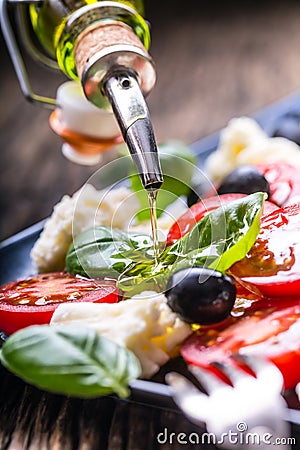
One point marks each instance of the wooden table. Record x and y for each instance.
(215, 60)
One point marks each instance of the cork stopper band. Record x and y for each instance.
(100, 37)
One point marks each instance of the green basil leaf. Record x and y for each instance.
(226, 234)
(70, 361)
(103, 251)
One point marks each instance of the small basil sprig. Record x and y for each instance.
(70, 361)
(221, 238)
(104, 251)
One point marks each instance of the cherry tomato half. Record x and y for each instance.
(269, 328)
(196, 212)
(33, 300)
(272, 266)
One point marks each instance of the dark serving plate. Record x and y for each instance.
(151, 395)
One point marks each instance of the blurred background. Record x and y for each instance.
(215, 60)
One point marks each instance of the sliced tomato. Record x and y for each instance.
(195, 213)
(284, 182)
(33, 300)
(269, 328)
(272, 267)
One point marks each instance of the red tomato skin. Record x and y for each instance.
(272, 267)
(199, 210)
(16, 317)
(220, 344)
(195, 213)
(284, 182)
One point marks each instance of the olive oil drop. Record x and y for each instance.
(152, 197)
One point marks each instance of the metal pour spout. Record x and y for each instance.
(131, 111)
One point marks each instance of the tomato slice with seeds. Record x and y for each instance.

Requirement »
Which lines run from the one containing "One point marks each instance of the blurred" through the end of the material? Output exactly those lines and no others.

Finished task »
One point marks each instance of the blurred background. Record x and y for each instance.
(215, 60)
One point marks each instance of the sliced tomato. Record x and y for each instance.
(195, 213)
(284, 182)
(33, 300)
(269, 328)
(272, 267)
One point marks each instance of the red tomato skin. Record x and y for each instance.
(272, 267)
(199, 210)
(16, 317)
(220, 344)
(195, 213)
(284, 182)
One point marks each instance of the olive oil drop. Record x and y for each instance.
(152, 197)
One point marks each instance of the metal pour spout. Record x and y for each instance.
(131, 111)
One point marks each instance of the tomato slice with seeds. Record x and y for each instance.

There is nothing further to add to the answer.